══ PAGE EXTRACT

How MDC-T failed the game of numbers

Albert Chavhunduka

The March 26 by elections have attested to the fact that the greatest resource a political party may and must have is people power and Douglas Mwonzora had to face up with this truth as his MDC-T failed to come out of the contest with even a single seat at both local and parliamentary level.

Mwonzora, whose party contested under the MDC-Alliance banner, failed to win any parliamentary seat, thereby handing over the title of official opposition leader in parliament to Nelson Chamisa, leader of the newly formed Citizens Coalition for Change (CCC) party.

The electorate was very vociferous in their message that that they were ready to look elsewhere than to look towards the MDC-T.

Since the dismal performance in the by-elections, like a castle made of candle wax, the MDC-T is in shambles and starting to crumble down with some senior members purportedly abandoning the sinking ship.

In what was seen as his fear of being thrashed in the by-elections, Mwonzora had previously tried to block the by-elections while calling for rational disputation with ZANU-PF instead.

This is despite the fact that it was Mwonzora through his MDC-T party, who  had recalled councillors and  Members of Parliament, accusing them of supporting his nemesis Nelson Chamisa, leading to the holding of by-elections to fill the vacant seats.

Although ZANU-PF still holds majority in parliament, the CCC managed to scoop a larger chunk from last Saturday’s elections, taking home 19 of the 28 national assembly seats and 75 council seats while the ruling party took the remainder.

ZANU-PF maintained its dominance in rural areas while at the same time managing to wrestle some seats in urban areas previously held by the opposition, while the CCC retained most of the seats previously held by the opposition.

Analysts who spoke to the Review and Mail, strongly believe that the recent electoral contestation clearly made the 2023 harmonised elections a two-horse race between ZANU-PF and the CCC.

════
══ RAW DATA

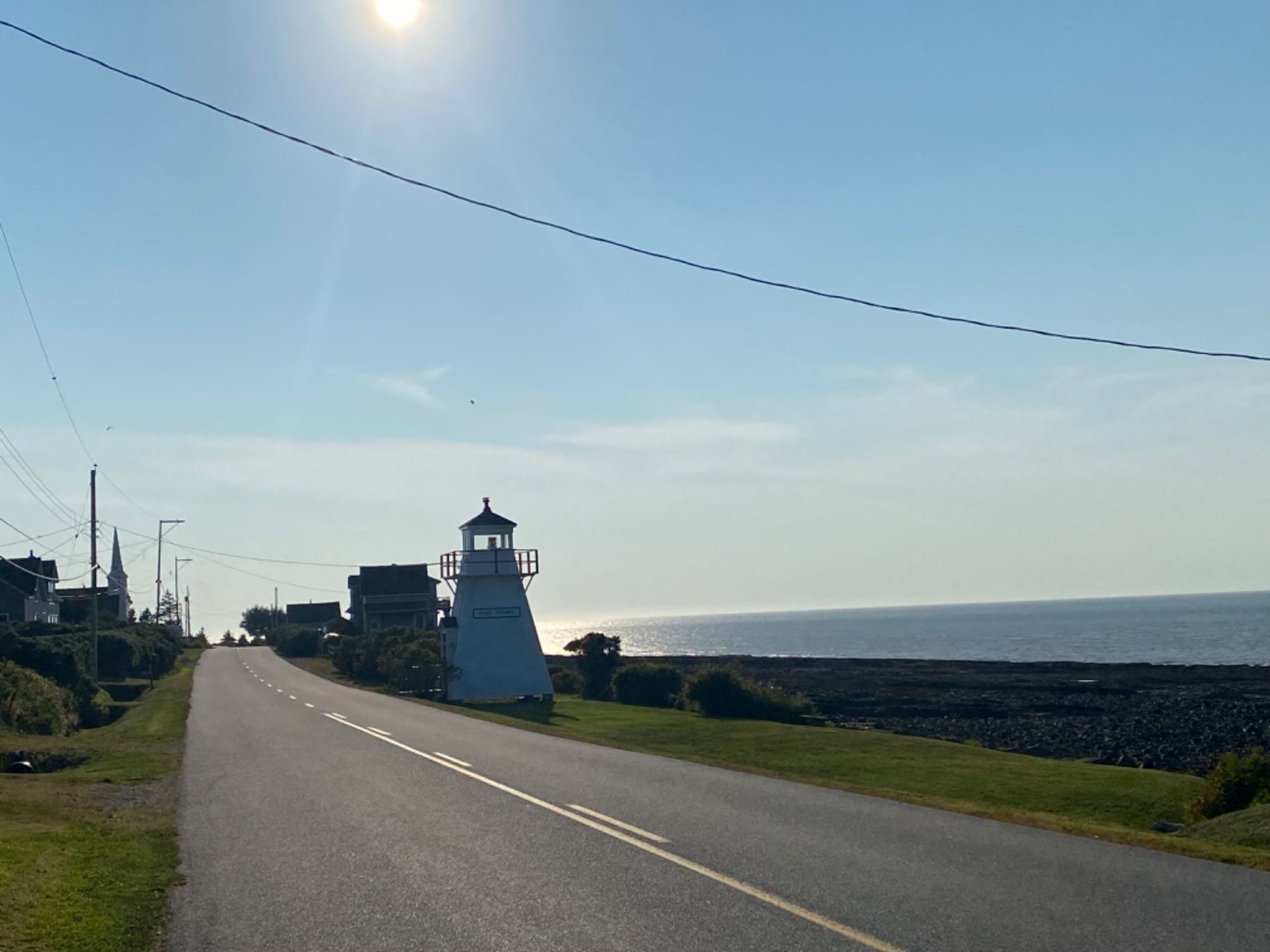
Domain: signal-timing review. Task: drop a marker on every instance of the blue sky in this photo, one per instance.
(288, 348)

════
══ RAW DATA

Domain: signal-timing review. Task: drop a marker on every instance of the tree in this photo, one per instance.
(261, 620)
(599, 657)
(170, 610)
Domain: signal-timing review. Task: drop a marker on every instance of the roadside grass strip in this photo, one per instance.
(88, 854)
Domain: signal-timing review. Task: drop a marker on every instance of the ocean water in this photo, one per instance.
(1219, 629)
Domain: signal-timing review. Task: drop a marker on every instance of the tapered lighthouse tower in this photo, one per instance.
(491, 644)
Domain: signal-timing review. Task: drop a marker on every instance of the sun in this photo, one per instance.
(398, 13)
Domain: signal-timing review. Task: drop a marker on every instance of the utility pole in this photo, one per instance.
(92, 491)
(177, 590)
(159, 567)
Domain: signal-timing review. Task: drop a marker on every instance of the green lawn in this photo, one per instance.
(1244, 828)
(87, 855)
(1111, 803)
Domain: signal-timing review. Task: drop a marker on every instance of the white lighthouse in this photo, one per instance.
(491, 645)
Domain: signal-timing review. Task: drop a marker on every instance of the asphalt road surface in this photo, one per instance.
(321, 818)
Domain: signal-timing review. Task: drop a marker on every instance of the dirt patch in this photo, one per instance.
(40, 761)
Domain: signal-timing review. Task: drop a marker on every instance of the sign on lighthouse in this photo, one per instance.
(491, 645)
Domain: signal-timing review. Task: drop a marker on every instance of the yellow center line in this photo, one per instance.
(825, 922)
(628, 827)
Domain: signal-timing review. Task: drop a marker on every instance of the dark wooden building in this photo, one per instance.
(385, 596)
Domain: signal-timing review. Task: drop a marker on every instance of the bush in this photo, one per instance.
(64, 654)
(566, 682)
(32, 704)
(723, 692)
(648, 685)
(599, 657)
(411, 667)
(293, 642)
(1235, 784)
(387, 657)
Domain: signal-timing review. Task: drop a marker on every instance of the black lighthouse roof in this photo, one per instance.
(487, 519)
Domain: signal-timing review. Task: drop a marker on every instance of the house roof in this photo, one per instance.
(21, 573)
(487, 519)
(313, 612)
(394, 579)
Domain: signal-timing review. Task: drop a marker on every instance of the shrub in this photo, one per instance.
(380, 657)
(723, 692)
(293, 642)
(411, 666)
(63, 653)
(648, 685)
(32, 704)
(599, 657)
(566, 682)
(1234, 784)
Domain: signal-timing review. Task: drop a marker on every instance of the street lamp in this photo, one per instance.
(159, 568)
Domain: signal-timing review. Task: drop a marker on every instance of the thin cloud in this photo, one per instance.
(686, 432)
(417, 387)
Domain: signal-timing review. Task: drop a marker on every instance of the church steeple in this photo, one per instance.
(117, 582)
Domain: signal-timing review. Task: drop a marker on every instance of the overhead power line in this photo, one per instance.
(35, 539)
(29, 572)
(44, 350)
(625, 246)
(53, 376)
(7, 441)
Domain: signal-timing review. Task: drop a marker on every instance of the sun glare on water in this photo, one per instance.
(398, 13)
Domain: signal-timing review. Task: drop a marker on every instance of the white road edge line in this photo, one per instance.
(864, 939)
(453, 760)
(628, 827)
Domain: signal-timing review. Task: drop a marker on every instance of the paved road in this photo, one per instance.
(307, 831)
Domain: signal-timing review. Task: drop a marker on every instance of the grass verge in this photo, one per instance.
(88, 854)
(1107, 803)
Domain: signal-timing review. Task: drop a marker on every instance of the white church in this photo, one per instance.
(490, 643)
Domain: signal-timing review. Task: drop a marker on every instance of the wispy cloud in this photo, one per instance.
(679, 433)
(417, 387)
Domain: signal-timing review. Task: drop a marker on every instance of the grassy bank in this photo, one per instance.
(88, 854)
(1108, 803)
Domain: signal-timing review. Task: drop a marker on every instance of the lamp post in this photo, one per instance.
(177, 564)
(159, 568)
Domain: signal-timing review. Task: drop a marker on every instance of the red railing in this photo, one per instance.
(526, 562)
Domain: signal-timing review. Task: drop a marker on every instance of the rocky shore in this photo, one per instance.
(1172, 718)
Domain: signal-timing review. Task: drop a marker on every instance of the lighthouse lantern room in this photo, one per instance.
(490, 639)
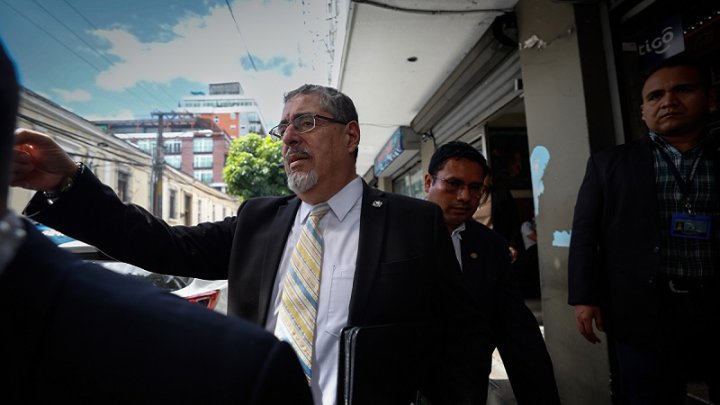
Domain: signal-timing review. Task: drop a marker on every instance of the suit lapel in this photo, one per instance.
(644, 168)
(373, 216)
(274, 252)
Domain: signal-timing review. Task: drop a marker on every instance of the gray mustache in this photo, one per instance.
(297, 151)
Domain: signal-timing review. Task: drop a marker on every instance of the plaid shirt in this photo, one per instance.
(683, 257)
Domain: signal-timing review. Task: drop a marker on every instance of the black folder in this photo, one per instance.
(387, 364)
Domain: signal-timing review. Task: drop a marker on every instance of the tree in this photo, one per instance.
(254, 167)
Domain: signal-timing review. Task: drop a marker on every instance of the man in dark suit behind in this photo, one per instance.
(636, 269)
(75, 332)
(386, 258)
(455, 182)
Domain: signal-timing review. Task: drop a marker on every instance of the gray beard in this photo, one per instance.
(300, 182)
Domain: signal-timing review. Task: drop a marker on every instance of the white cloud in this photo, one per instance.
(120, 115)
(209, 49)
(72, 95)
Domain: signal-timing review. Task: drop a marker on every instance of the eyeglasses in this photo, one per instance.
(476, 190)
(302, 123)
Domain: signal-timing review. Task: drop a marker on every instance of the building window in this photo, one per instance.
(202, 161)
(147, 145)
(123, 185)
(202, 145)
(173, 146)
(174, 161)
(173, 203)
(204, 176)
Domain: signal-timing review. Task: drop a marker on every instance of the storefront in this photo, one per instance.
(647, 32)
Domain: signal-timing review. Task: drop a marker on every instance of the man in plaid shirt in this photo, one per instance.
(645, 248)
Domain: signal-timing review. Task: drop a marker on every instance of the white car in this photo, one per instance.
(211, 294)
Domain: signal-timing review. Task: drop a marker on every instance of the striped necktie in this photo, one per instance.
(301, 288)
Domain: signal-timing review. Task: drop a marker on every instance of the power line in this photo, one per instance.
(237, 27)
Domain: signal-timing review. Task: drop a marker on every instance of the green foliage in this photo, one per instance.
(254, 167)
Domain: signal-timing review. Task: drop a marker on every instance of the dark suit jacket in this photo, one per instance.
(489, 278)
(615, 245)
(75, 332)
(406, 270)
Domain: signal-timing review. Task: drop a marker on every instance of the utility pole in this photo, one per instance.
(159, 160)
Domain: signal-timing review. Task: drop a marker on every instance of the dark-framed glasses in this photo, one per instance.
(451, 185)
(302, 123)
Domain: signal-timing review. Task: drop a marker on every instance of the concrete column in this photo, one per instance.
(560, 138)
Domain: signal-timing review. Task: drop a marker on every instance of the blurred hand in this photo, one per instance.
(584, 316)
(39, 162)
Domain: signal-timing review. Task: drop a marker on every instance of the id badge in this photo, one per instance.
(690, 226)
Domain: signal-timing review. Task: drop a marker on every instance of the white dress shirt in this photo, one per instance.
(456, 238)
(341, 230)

════
══ RAW DATA

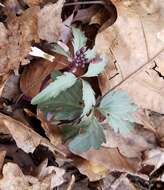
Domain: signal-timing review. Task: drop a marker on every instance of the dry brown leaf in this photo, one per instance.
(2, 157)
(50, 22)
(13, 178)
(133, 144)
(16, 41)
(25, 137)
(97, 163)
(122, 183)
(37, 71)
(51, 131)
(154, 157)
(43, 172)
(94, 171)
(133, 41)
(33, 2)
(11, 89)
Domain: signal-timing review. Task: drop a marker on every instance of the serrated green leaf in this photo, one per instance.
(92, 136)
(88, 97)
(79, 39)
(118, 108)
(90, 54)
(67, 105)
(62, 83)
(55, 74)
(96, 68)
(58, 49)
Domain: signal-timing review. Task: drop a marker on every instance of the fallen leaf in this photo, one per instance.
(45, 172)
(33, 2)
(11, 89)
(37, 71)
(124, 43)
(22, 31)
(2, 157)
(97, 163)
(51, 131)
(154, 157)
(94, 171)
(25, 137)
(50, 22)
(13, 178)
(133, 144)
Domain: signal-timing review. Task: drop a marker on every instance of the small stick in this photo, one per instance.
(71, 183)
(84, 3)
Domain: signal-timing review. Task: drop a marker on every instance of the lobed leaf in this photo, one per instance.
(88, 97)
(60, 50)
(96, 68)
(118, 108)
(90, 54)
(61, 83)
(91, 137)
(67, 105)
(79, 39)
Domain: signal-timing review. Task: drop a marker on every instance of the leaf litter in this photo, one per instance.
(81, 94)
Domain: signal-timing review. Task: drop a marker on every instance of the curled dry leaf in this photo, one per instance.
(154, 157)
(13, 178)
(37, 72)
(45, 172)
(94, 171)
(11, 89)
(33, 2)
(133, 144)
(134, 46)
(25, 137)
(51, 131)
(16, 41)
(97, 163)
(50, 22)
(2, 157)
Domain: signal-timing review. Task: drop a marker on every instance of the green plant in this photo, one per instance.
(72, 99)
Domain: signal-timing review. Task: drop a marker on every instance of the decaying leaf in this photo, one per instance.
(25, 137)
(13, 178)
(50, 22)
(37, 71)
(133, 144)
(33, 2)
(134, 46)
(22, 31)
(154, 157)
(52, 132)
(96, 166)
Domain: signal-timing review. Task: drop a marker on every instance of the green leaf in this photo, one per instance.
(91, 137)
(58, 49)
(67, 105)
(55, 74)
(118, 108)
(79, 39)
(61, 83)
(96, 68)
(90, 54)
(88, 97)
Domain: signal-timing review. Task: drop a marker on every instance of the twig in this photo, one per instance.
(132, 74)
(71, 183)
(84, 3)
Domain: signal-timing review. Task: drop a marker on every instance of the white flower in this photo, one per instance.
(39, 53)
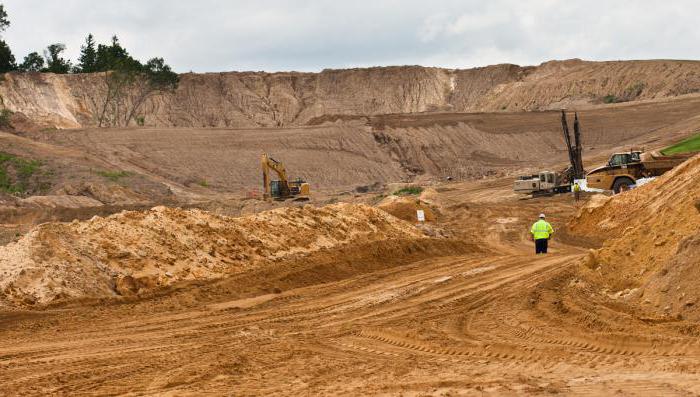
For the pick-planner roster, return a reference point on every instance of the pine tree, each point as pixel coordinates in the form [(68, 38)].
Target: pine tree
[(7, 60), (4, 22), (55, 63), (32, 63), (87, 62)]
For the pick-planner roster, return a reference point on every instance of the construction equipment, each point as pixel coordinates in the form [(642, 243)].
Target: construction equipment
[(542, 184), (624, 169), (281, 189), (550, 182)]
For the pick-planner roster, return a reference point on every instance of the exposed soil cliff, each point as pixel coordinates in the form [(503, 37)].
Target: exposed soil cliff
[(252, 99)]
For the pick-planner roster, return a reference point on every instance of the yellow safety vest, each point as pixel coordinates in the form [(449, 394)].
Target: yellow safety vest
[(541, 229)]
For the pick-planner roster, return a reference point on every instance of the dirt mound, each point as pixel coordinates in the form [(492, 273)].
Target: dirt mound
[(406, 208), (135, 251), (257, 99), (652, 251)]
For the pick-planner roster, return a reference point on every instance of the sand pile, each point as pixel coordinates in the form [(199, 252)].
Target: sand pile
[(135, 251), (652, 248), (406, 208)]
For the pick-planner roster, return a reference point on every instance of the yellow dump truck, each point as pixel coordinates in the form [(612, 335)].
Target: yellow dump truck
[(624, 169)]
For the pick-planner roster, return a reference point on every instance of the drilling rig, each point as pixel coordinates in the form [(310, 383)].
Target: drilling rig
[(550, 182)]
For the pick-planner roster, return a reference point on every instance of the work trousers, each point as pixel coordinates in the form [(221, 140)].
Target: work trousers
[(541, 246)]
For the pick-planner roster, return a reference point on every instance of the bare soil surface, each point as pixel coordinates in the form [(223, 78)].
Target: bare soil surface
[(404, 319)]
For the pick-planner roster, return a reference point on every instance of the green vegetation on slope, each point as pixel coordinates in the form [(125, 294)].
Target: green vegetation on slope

════

* PROMPT:
Extend the article on the MDC-T's by-election defeat, picking up right after its final sentence.

* EXERCISE RESPONSE:
They argue that current political discourse, which was precipitated by the just-ended by-elections has left no or little space for a serious political party and will go down in history as an event which ushered the MDC into the political graveyard.

Analyst Rejoice Ngwenya argued that as much as the MDC-T has well defined structures and members who may want to attempt to campaign for the 2023 elections, what remains of its leadership especially with Mwonzora at the helm,  will not be able to help the party score anything come 2023.

“One assumes MDC-T has structures so its members will attempt to campaign in 2023. However, his self-esteem and self-confidence have been severely dented. It is possible that his own members may pass a no-confidence vote for his removal. MDC-T has little ground swirl to win anything in 2023. As for joining the CCC, it is impossible. He has an ego and pride. He does not have that sort of humility. If CCC members resent Khupe, they would spit on Mwonzora,” said Ngwenya.

Another analyst, Munjodzi Mutandiri believes that no matter how much the MDC-T may try to wriggle and twist, its death is certainly written in stone and the 2023 elections will mark its burial.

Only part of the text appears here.